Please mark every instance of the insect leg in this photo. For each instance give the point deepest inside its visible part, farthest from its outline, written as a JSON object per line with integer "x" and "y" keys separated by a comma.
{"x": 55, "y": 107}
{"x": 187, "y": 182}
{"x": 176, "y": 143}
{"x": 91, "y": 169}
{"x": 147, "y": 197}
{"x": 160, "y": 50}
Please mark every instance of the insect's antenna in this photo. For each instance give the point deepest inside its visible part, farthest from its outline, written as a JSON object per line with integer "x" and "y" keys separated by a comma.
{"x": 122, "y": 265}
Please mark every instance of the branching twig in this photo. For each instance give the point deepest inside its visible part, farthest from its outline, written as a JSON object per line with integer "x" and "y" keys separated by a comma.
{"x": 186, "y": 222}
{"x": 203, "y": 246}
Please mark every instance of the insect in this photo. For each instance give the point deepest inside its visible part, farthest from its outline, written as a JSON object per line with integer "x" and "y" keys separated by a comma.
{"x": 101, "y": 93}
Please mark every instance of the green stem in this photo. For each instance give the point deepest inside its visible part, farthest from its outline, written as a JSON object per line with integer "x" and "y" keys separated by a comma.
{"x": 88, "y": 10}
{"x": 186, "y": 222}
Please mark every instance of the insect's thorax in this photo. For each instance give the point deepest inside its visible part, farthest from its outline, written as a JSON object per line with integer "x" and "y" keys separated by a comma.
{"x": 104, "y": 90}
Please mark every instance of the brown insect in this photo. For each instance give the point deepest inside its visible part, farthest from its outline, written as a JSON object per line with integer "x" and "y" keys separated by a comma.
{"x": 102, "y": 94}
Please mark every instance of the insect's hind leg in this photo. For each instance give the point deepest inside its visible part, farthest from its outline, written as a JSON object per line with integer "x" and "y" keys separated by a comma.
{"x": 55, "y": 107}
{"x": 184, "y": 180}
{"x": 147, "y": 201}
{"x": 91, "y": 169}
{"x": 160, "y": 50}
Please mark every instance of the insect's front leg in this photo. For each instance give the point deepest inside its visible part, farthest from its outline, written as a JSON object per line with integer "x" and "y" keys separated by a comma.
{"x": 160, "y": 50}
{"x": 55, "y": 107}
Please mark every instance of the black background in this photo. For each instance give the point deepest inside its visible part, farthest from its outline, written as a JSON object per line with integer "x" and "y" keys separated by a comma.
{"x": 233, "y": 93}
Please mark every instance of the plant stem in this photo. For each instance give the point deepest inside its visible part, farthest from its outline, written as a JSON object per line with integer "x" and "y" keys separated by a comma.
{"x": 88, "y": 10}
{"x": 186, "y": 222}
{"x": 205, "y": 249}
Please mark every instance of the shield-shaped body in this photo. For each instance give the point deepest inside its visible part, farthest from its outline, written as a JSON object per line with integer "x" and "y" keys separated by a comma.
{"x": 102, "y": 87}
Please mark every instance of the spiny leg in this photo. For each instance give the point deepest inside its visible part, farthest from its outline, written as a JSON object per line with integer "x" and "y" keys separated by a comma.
○ ○ ○ ○ ○
EXERCISE BRIEF: An exact copy of all the entries is the required answer.

SOLUTION TO THIS PROBLEM:
Please mark every instance of the insect leg in this photo. For each instance give the point deepest inside its visible part, farthest from its outline, written as a JSON object per line with integer "x" and "y" keys separated by a comma.
{"x": 55, "y": 107}
{"x": 187, "y": 182}
{"x": 176, "y": 143}
{"x": 91, "y": 169}
{"x": 147, "y": 197}
{"x": 160, "y": 50}
Please mark every instance of the insect's antenna in this photo. For each instance give the point deepest inside its visible part, farthest from its outline, written as a JSON object per line with integer "x" and "y" keys separated by a comma.
{"x": 122, "y": 265}
Please mark every instance of the branching twig in this photo. For each instance give the point deepest inside its visible part, farthest from its outline, written as a JSON object per line with integer "x" and "y" keys separated by a comma.
{"x": 186, "y": 222}
{"x": 203, "y": 246}
Please mark every instance of the insect in this photo. For each instance give the point deepest inside its visible part, farthest from its outline, written as a JSON object per line with integer "x" and "y" keys separated by a comma.
{"x": 101, "y": 93}
Please mark every instance of the green stem in this photo. For each instance give the point deepest inside its visible part, farthest from its outline, written as a JSON object per line with integer "x" and "y" keys separated by a comma.
{"x": 88, "y": 10}
{"x": 186, "y": 222}
Please mark every instance of the insect's thorax in this photo. For each instance give the point deepest inside its visible part, farthest from its outline, written as a JSON object per line with integer "x" and "y" keys separated by a comma.
{"x": 104, "y": 90}
Please mark every instance of the brown insect in this photo. For each instance give the point deepest inside its visible part, farthest from its outline, written as a JSON object per line with integer "x" and "y" keys separated by a comma.
{"x": 102, "y": 94}
Please mark every instance of the insect's hind leg in this photo. For each instance give the point deepest inside its visible part, farthest from its outline, written as a JSON object per line with integer "x" and "y" keys separated by a comma.
{"x": 55, "y": 107}
{"x": 184, "y": 180}
{"x": 147, "y": 201}
{"x": 91, "y": 169}
{"x": 160, "y": 50}
Please mark every instance of the insect's front leg in this photo. For each instance give the point deepest inside its visible part, farthest from its outline, written as a JSON object per line with integer "x" and "y" keys separated by a comma.
{"x": 160, "y": 50}
{"x": 55, "y": 107}
Please mark every instance of the black background in this photo. For each instance give the point deepest inside its visible part, farthest from its outline, written as a JSON object per line with integer "x" and "y" keys separated by a comma.
{"x": 233, "y": 93}
Please mark every instance of the plant stem in this photo. For each instance give the point deepest inside its visible part, farthest from its outline, written as a JSON object per line with integer "x" and "y" keys separated by a comma.
{"x": 88, "y": 10}
{"x": 186, "y": 222}
{"x": 205, "y": 249}
Please mark every instance of the shield-shaped body in this photo. For each instance give the point deepest inside its visible part, farthest from its outline, written as a JSON object per line with integer "x" and "y" keys separated by a comma.
{"x": 102, "y": 87}
Please mark every instance of the spiny leg in this photo. For each instance give the point deepest inside its visible part, farthest from its outline, written as a JSON object per line with integer "x" and "y" keys separated by a comma.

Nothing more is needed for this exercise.